#### Work instructions
Print the data verbatim. Leave every image out.
[Provided material Boundary: Start]
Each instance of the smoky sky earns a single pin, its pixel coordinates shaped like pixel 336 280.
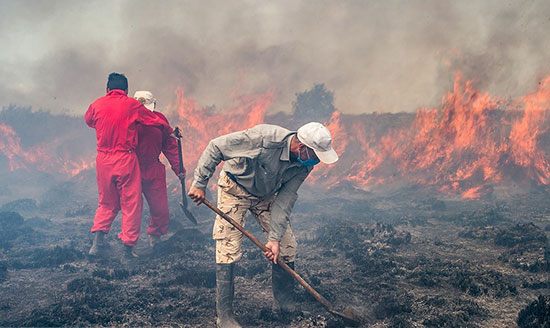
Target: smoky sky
pixel 385 56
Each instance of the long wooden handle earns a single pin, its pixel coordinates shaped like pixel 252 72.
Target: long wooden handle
pixel 282 263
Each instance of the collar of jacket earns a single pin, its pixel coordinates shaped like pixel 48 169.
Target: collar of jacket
pixel 285 155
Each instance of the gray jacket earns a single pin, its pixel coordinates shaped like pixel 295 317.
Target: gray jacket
pixel 258 159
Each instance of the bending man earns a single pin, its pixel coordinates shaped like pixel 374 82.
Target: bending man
pixel 263 169
pixel 115 117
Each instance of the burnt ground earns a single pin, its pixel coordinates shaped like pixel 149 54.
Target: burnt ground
pixel 401 260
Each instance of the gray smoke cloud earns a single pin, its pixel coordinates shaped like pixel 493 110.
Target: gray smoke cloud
pixel 385 56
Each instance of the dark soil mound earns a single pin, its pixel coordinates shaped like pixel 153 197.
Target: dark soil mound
pixel 522 233
pixel 25 204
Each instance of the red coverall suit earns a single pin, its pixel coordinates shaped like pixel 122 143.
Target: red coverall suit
pixel 115 118
pixel 153 141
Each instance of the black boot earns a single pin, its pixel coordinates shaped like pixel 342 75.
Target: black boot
pixel 129 252
pixel 282 284
pixel 225 290
pixel 98 245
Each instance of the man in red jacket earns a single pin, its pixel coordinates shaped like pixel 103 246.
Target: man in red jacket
pixel 115 117
pixel 152 141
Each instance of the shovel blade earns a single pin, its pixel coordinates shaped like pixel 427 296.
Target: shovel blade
pixel 188 214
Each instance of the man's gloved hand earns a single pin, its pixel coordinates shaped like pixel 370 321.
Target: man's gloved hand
pixel 273 253
pixel 197 195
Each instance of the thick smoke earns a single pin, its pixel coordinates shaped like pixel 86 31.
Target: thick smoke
pixel 375 56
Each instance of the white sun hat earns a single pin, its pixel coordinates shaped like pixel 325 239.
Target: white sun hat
pixel 146 98
pixel 317 137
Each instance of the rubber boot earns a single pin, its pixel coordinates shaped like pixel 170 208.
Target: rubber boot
pixel 98 243
pixel 225 290
pixel 129 252
pixel 154 240
pixel 282 284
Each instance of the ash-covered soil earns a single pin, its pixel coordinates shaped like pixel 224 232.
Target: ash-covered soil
pixel 397 261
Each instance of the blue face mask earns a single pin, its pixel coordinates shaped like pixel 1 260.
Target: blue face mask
pixel 309 161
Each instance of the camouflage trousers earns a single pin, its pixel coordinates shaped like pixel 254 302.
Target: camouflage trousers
pixel 235 201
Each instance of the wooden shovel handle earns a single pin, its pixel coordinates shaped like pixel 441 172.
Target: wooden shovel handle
pixel 282 263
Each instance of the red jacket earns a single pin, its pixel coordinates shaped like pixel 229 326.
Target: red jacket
pixel 115 117
pixel 153 141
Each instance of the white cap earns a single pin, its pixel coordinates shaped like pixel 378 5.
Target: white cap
pixel 146 98
pixel 317 137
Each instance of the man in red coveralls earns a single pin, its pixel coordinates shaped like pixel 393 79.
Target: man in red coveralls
pixel 152 141
pixel 115 118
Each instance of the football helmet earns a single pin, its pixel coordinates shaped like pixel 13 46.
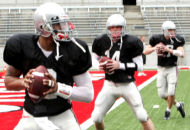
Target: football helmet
pixel 167 25
pixel 51 19
pixel 116 20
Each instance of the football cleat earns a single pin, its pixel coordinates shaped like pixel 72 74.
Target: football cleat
pixel 181 109
pixel 167 115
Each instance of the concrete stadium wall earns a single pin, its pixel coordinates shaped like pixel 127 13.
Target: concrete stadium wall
pixel 62 2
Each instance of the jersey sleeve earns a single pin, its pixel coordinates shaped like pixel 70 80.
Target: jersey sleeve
pixel 152 41
pixel 138 48
pixel 12 54
pixel 182 43
pixel 84 61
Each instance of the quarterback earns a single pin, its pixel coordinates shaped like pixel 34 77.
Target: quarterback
pixel 169 46
pixel 52 47
pixel 125 54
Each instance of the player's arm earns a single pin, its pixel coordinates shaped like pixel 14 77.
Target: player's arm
pixel 177 52
pixel 95 59
pixel 83 91
pixel 135 65
pixel 149 49
pixel 13 80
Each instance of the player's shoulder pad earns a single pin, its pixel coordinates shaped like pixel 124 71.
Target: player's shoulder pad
pixel 82 45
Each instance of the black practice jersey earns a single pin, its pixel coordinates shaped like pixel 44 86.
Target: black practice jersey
pixel 23 52
pixel 167 59
pixel 131 47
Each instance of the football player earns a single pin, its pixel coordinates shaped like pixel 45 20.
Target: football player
pixel 125 52
pixel 169 47
pixel 67 59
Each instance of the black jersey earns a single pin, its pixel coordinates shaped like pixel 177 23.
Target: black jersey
pixel 131 47
pixel 167 59
pixel 22 52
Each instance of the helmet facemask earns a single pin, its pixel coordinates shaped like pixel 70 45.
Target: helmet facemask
pixel 115 34
pixel 113 24
pixel 62 29
pixel 169 30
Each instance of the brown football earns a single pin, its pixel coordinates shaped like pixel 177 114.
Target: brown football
pixel 159 50
pixel 36 88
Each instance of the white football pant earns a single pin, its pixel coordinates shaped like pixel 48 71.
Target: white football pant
pixel 109 94
pixel 167 81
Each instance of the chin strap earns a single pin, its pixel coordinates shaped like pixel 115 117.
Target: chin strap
pixel 81 47
pixel 107 52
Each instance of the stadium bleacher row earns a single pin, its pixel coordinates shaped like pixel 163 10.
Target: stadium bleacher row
pixel 154 16
pixel 90 21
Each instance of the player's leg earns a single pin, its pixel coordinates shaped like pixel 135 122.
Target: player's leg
pixel 27 122
pixel 103 103
pixel 163 89
pixel 172 84
pixel 65 121
pixel 162 83
pixel 134 99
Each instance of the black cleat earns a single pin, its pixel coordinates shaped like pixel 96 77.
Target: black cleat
pixel 167 115
pixel 181 109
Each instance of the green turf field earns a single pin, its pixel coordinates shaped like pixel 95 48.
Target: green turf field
pixel 122 117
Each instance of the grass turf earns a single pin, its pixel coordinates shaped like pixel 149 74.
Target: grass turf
pixel 122 117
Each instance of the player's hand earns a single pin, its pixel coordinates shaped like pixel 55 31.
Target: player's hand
pixel 51 82
pixel 28 78
pixel 160 47
pixel 112 65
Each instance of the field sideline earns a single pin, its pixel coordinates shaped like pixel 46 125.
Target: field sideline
pixel 122 117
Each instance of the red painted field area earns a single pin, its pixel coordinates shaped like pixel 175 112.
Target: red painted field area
pixel 11 102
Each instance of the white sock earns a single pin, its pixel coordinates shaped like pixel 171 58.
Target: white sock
pixel 168 109
pixel 177 104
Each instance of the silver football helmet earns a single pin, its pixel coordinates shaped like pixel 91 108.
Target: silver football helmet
pixel 116 20
pixel 50 18
pixel 167 25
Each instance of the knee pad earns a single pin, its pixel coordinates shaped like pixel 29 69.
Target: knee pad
pixel 171 89
pixel 97 116
pixel 162 93
pixel 141 114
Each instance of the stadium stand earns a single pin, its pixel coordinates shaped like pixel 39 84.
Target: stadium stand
pixel 155 15
pixel 89 21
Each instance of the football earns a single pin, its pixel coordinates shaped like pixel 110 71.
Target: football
pixel 36 88
pixel 160 49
[Provided material Boundary: End]
#### Response for this exercise
Each instance of the smoky sky earns a single pin, its pixel coordinates shaped like pixel 336 280.
Target: smoky sky
pixel 385 56
Each instance of the long wooden handle earns a single pin, its pixel coordinates shaped like pixel 252 72.
Target: long wooden handle
pixel 282 263
Each instance of the collar of jacket earns a single pin, its pixel coordinates shaped like pixel 48 169.
Target: collar of jacket
pixel 285 155
Each instance of the gray jacket earns a single pin, its pixel coordinates shaped like pixel 295 317.
Target: gray jacket
pixel 258 159
Each instance of the bending man earns a single pin, its pixel coordinates shaped like pixel 374 82.
Target: bending man
pixel 263 169
pixel 115 117
Each instance of the burnt ground earns a single pin, its pixel coordinates shaped like pixel 149 54.
Target: burnt ground
pixel 401 260
Each instance of the gray smoke cloud earns a single pin, its pixel coordinates shaped like pixel 493 110.
Target: gray smoke cloud
pixel 385 56
Each instance of the dark soil mound earns a single pin, its pixel coordinates shaped like pixel 153 197.
Target: dark soil mound
pixel 522 233
pixel 25 204
Each instance of the red coverall suit earns a single pin, its pixel coordinates shaped like pixel 122 143.
Target: red coverall suit
pixel 115 118
pixel 153 141
Each instance of the black boot earns a single pin, its pixel coordinates shaped like pixel 342 75.
Target: black boot
pixel 129 252
pixel 282 284
pixel 225 290
pixel 98 245
Each instance of the man in red jacket earns a single pin, its pixel coordinates shaped like pixel 103 246.
Target: man in red jacket
pixel 115 117
pixel 152 141
Each instance of the shovel blade earns a single pin, its pixel coordinates shaped like pixel 427 296.
Target: shovel blade
pixel 188 214
Each instance of the man's gloved hand earns a single pin, its pixel coordinates shaped like pixel 370 321.
Target: man's gloved hand
pixel 273 253
pixel 197 195
Each instance of the thick smoke earns a single pin, its pixel coordinates shaped like pixel 86 31.
Target: thick smoke
pixel 375 56
Each instance of the white sun hat earns a single pin, its pixel coordinates shaped like pixel 325 239.
Target: white sun hat
pixel 146 98
pixel 317 137
Each instance of the rubber boot earns a single pin, its pixel coordinates shaped like pixel 170 208.
Target: rubber boot
pixel 98 243
pixel 225 290
pixel 129 252
pixel 154 240
pixel 282 284
Each instance of the ash-covered soil earns a single pin, its pixel coordinates shaped like pixel 224 232.
Target: ash-covered soil
pixel 397 261
Each instance of the blue face mask earns a single pin, its pixel coordinates shaped like pixel 1 260.
Target: blue face mask
pixel 309 161
Each instance of the camouflage trousers earns a single pin, its pixel coordinates shaped like pixel 254 302.
Target: camouflage trousers
pixel 235 201
Each instance of the wooden shovel handle earns a single pin, its pixel coordinates shaped like pixel 441 172.
Target: wooden shovel handle
pixel 282 263
Each instance of the red jacket earns a single pin, its pixel coordinates shaped like pixel 229 326.
Target: red jacket
pixel 115 117
pixel 153 141
Each instance of the white cap earns a single pin, its pixel coordinates shaped like pixel 378 5.
Target: white cap
pixel 146 98
pixel 317 137
Each instance of the man in red coveralls earns a single pin, its pixel coordinates shaped like pixel 393 79.
Target: man in red coveralls
pixel 152 141
pixel 115 118
Each instance of the football helmet earns a single pin, its pixel coordinates shaped like pixel 13 46.
Target: football helmet
pixel 167 25
pixel 51 19
pixel 116 20
Each instance of the football cleat earns a single pin, its pixel coordinates shaped like pixel 72 74.
Target: football cleat
pixel 181 109
pixel 167 115
Each instance of the concrete stadium wall earns a single pin, its pixel coordinates shaped like pixel 127 13.
Target: concrete stadium wall
pixel 62 2
Each instance of the jersey sleeve earns a single pin, its pixel coordinates shaped like pixel 70 80.
Target: jersey sleeve
pixel 152 41
pixel 138 48
pixel 12 54
pixel 182 43
pixel 84 61
Each instance of the quarterback earns a single pin, its pixel coordinates shaped like pixel 34 77.
Target: quarterback
pixel 169 46
pixel 52 47
pixel 125 54
Each instance of the player's arm earns a single pin, its pixel coordinates shaped like pixel 14 77.
Target: player's arm
pixel 177 52
pixel 95 59
pixel 83 91
pixel 135 65
pixel 149 49
pixel 13 80
Each instance of the player's shoulder pad earns a single pin, its pixel coordinates shaped like pixel 124 71.
Target: player's shoulder pad
pixel 82 45
Each instance of the black practice jersey earns a single pin, its pixel coordinates shaped like pixel 44 86.
Target: black practice jersey
pixel 23 52
pixel 167 59
pixel 131 47
Each instance of the football player earns a single pin, its pixel coordinates shaped like pixel 45 20.
Target: football player
pixel 125 52
pixel 169 47
pixel 67 59
Each instance of the black jersey earns a single pin, its pixel coordinates shaped like pixel 177 23.
Target: black jersey
pixel 131 47
pixel 167 59
pixel 22 52
Each instance of the helmet facemask earns a single pin, its pixel coordinates shaped like pixel 70 45.
Target: helmet facemask
pixel 115 34
pixel 113 24
pixel 62 29
pixel 169 30
Each instance of the brown football earns a single pin, its pixel coordinates shaped like pixel 177 114.
Target: brown football
pixel 159 50
pixel 36 88
Each instance of the white football pant earns a single pin, its pixel coordinates shaped like pixel 48 71.
Target: white football pant
pixel 109 94
pixel 167 81
Each instance of the chin strap earns a single pin, its pixel coordinates shaped like pixel 115 117.
Target: chin strap
pixel 81 47
pixel 107 52
Each instance of the stadium bleacher row earns a single pin, its pixel coordinates shaped like pixel 163 10.
Target: stadium bleacher row
pixel 154 16
pixel 90 21
Each instance of the player's leg earns a single pin, its pixel coordinates shaped like pixel 135 122.
Target: player's leg
pixel 27 122
pixel 103 103
pixel 163 89
pixel 172 84
pixel 65 121
pixel 162 83
pixel 134 99
Each instance of the black cleat earns a single pin, its pixel coordinates shaped like pixel 96 77.
Target: black cleat
pixel 167 115
pixel 181 109
Each instance of the green turf field earns a single pin, its pixel coordinates shaped like pixel 95 48.
Target: green turf field
pixel 122 117
Each instance of the grass turf earns a single pin, its pixel coordinates shaped like pixel 149 74.
Target: grass turf
pixel 122 117
Each instance of the player's hand earns a single pin, its pixel coordinates shaped like pixel 55 31.
Target: player's hand
pixel 51 82
pixel 28 78
pixel 160 47
pixel 112 65
Each instance of the field sideline earns a single pin, its pixel coordinates shaped like pixel 46 125.
Target: field sideline
pixel 122 117
Each instance of the red painted field area earns a single pin, its pixel coordinates shaped like pixel 175 112.
Target: red painted field area
pixel 11 102
Each instance of the white sock earns a single pin, its pixel coordinates shaped like pixel 171 58.
Target: white sock
pixel 168 109
pixel 177 104
Each instance of the silver football helmet earns a single pin, its pixel coordinates shaped like pixel 91 108.
Target: silver football helmet
pixel 116 20
pixel 50 18
pixel 167 25
Each instance of the knee pad earns a single pin, its pixel coordinates shaped like pixel 29 69.
Target: knee pad
pixel 171 89
pixel 97 116
pixel 162 93
pixel 141 114
Each instance of the stadium stand earns a single pin, its pixel coordinates shaped like pixel 39 84.
Target: stadium stand
pixel 155 15
pixel 89 21
Each instance of the football earns a single pin, its pixel coordinates shaped like pixel 110 71.
Target: football
pixel 36 88
pixel 160 49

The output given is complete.